Reproduce, word for word, the part of the items that opens with the line containing "Would you mind marking the dragonfly head" and runs through the last item, including both ends.

Items for labeling with points -
>> BEGIN
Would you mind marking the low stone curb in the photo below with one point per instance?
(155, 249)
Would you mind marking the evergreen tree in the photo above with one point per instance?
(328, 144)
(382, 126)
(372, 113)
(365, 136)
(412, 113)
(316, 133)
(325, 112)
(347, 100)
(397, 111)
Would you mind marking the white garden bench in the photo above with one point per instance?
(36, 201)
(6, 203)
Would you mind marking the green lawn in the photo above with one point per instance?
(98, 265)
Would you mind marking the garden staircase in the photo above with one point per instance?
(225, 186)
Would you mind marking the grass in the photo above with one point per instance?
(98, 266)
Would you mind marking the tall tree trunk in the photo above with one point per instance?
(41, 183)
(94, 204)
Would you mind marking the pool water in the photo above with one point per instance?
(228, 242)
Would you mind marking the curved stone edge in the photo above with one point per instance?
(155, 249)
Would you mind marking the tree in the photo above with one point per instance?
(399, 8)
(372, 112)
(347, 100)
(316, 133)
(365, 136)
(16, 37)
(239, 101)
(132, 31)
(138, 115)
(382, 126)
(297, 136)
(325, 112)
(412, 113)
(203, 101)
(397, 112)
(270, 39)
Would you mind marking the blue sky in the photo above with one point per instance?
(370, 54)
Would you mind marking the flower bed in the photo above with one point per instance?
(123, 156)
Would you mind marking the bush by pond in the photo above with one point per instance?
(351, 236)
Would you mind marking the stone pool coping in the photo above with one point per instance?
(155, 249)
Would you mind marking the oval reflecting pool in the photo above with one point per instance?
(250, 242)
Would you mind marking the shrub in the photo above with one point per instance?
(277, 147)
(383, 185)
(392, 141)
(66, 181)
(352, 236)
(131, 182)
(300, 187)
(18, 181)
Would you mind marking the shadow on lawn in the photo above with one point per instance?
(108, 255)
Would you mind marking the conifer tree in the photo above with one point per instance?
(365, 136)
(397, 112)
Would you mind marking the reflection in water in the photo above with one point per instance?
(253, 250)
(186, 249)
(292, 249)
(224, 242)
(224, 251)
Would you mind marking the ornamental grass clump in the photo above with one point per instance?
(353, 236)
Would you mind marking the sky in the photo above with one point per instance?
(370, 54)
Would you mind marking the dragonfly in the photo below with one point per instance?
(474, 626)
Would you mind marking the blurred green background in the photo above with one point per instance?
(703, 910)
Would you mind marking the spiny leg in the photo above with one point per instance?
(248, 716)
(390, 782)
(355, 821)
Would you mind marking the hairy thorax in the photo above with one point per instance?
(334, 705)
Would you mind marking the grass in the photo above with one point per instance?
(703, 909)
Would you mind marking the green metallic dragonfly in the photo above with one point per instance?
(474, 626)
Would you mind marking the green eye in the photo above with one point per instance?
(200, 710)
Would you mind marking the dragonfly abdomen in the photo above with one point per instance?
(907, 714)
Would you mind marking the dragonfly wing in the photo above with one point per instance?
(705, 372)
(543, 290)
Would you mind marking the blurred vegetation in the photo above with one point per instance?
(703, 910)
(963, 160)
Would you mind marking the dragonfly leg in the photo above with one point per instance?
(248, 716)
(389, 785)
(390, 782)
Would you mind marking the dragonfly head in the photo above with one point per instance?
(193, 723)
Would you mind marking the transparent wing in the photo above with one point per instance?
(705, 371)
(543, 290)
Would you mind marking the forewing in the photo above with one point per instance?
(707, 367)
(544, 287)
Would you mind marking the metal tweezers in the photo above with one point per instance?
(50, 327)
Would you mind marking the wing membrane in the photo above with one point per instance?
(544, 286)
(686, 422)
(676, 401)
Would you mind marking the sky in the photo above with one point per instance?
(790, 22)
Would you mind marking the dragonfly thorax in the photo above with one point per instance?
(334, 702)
>> END
FULL SOLUTION -
Would you mind marking the dragonfly head in the photo above with one point per instance?
(193, 723)
Would you mind marking the transparent wing in the photo above with one point per instance?
(705, 371)
(543, 290)
Would you mind marking the forewing in the photo above with one point per instance?
(707, 367)
(544, 287)
Would you mind marking the metal tweezers in the photo above with one point per instance?
(50, 327)
Would you mind marking the wing membrane in the photo above with one point per instance?
(544, 286)
(686, 422)
(676, 401)
Would you mind marking the sky in the photo above with one point per instance?
(790, 22)
Would you mind marking the dragonfly thorax in the photo above with one point per instance?
(334, 702)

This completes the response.